Below are entries to reproduce exactly, apart from their pictures.

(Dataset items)
=== Section Start ===
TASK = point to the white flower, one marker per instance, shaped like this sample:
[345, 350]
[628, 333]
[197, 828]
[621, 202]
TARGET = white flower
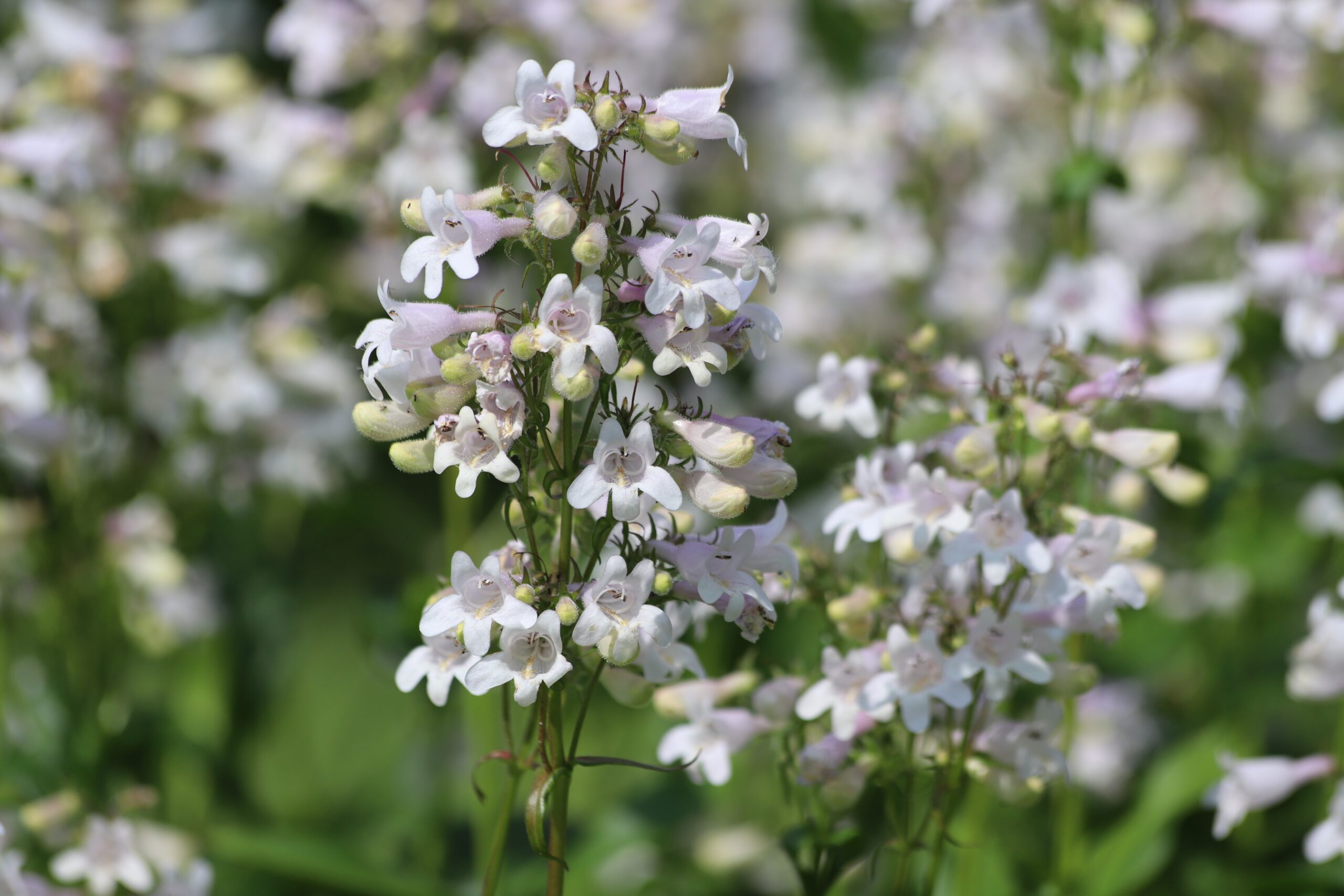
[698, 111]
[1251, 785]
[530, 656]
[569, 325]
[475, 448]
[440, 660]
[998, 535]
[682, 280]
[709, 741]
[105, 858]
[616, 612]
[1326, 840]
[996, 648]
[841, 395]
[449, 241]
[675, 345]
[545, 111]
[920, 672]
[842, 690]
[623, 467]
[1316, 666]
[480, 597]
=== Section End ===
**Expected answer**
TASK = point to the white flower, one marker per instance, shaped like this sample:
[345, 350]
[628, 333]
[197, 828]
[621, 202]
TARGET = white flower
[698, 111]
[1251, 785]
[530, 656]
[569, 325]
[475, 448]
[440, 660]
[998, 535]
[682, 280]
[709, 741]
[105, 858]
[616, 612]
[1326, 840]
[996, 648]
[841, 395]
[449, 241]
[675, 345]
[545, 111]
[920, 672]
[842, 690]
[623, 467]
[1316, 666]
[480, 597]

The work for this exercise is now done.